---- DATASET ROWS
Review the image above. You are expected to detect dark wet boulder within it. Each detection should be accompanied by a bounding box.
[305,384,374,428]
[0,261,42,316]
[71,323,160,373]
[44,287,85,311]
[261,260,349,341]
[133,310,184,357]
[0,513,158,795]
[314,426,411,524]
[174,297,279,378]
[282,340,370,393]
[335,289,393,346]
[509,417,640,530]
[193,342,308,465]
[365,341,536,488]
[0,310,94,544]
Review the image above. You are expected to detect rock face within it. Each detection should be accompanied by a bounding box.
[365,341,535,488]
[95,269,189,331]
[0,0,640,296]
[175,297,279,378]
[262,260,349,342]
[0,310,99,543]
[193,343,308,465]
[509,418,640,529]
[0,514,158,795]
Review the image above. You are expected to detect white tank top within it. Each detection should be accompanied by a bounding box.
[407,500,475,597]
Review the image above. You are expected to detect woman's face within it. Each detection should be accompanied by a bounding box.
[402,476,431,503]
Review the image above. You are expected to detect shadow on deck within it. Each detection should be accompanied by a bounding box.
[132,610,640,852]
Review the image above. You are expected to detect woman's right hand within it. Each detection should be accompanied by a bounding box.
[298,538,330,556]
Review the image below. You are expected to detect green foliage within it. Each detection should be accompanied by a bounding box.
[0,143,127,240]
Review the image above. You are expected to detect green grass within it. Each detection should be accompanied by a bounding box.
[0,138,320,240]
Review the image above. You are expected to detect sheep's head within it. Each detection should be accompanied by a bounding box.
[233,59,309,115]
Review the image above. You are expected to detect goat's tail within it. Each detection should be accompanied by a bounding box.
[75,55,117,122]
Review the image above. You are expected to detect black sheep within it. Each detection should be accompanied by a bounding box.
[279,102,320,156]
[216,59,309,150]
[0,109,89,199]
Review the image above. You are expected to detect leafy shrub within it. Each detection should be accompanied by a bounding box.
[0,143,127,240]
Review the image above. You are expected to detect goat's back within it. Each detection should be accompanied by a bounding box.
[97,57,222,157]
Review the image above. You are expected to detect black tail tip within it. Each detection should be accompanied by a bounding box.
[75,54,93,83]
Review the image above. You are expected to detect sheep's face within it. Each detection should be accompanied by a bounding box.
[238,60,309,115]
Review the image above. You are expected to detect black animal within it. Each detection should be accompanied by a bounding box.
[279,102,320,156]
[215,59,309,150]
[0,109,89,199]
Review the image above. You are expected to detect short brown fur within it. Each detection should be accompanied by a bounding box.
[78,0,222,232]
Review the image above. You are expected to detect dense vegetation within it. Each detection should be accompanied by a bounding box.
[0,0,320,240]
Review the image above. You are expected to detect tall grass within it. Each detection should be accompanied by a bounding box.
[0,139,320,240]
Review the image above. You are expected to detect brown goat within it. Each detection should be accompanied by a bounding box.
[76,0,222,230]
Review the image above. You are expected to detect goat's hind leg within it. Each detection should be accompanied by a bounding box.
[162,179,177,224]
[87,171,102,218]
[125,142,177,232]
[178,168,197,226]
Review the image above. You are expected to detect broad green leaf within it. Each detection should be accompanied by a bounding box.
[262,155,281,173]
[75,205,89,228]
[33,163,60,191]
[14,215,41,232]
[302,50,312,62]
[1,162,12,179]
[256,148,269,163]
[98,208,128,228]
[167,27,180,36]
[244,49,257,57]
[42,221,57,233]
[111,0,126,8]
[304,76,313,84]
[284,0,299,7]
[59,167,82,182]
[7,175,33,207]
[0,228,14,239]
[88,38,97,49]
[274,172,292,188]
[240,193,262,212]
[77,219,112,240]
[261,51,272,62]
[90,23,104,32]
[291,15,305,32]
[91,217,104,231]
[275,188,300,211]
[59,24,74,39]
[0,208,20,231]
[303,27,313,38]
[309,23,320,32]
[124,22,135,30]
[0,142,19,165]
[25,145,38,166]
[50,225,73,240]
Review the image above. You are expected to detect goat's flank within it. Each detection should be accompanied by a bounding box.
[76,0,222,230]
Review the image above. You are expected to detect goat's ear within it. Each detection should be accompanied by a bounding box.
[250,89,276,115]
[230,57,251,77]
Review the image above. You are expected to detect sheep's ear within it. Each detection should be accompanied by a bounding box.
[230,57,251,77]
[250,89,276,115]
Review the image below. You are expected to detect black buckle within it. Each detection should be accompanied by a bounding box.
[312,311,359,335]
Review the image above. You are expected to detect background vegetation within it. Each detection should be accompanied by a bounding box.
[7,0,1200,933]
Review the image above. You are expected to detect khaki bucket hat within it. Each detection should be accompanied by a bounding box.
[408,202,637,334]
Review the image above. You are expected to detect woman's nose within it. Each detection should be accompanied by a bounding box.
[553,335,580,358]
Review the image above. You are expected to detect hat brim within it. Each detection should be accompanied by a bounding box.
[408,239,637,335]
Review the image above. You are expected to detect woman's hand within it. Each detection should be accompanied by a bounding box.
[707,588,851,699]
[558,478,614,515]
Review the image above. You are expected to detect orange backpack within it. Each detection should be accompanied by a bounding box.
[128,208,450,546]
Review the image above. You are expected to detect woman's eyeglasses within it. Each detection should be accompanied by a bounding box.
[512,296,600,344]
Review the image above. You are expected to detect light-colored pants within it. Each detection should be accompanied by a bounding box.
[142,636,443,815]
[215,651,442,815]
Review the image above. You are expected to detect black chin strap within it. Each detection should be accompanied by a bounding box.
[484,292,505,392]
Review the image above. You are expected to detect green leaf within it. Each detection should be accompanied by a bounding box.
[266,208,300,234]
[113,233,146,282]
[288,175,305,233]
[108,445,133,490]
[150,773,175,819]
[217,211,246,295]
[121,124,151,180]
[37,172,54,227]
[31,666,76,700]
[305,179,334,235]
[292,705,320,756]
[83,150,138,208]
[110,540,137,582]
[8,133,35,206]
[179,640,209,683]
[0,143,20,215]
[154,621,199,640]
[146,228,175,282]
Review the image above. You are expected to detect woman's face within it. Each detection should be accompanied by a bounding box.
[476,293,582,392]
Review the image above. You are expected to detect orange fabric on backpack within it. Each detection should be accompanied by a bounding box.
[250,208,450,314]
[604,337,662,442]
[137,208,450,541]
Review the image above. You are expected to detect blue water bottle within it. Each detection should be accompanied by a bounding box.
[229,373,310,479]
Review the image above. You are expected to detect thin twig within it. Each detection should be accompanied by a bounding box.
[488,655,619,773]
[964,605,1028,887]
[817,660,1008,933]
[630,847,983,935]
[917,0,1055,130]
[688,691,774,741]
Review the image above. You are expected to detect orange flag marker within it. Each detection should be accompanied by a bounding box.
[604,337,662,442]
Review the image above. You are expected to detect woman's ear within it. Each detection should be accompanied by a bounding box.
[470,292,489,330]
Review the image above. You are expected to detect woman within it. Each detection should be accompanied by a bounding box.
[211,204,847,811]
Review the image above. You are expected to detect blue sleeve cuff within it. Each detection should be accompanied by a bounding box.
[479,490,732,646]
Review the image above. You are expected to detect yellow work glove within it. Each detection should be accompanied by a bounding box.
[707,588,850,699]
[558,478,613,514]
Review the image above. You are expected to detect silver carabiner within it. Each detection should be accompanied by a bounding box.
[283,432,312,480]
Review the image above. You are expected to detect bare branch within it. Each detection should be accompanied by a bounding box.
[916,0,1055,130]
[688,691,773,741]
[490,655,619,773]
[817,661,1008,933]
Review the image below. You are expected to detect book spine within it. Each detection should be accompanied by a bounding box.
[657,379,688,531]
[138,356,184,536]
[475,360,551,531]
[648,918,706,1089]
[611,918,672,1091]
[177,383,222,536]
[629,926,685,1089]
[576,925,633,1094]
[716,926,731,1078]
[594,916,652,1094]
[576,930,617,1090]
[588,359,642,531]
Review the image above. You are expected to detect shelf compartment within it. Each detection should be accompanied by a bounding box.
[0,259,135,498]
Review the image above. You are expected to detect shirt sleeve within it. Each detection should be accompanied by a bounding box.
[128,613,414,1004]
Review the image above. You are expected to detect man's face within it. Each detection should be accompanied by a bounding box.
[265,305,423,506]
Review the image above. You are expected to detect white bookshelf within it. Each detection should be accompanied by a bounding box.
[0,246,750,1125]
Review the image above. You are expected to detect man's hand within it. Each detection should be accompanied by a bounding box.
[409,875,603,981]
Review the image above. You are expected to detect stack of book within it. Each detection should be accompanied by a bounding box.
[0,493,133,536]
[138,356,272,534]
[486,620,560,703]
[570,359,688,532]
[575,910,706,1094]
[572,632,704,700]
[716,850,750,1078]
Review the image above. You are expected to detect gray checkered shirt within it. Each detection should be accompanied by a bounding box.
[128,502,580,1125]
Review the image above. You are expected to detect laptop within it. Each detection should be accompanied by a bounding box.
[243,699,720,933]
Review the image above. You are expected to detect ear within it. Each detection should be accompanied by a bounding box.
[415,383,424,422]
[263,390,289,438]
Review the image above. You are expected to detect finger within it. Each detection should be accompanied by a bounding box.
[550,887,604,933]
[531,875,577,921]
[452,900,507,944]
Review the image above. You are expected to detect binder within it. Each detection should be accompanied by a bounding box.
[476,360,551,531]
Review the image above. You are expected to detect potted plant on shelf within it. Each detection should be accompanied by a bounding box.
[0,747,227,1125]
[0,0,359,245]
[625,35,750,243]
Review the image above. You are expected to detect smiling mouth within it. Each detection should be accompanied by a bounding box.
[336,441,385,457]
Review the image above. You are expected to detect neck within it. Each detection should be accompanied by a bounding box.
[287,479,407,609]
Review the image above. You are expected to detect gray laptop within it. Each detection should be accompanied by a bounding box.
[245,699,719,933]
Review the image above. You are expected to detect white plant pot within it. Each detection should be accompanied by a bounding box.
--------
### [WORK TO DO]
Reproduce the data above unchanged, from the line with "Review the image above. You are expected to detect goat's flank" to the line with "[7,0,1200,933]", including both of those lines.

### [RESPONSE TO THIS TASK]
Review the image above. You are expected to detect goat's flank within it. Each detection should be accompanied by a bounding box.
[76,0,222,230]
Review the image above. You are expected to detect goat's ear within it. Each detection should be accompanied by a bounding box.
[250,89,276,115]
[230,57,251,77]
Review the image above. You are expected to detect sheep's ear within it. Each detection should be accompanied by a bounding box.
[230,57,251,77]
[250,89,276,115]
Review the image below. You are expected to detect black buckle within it. Each detection should be accompanied by a bounding box.
[312,311,359,335]
Review the image above. You are expected to detect background vegetation within it. Each detection should be accompanied by a bounding box.
[7,0,1200,933]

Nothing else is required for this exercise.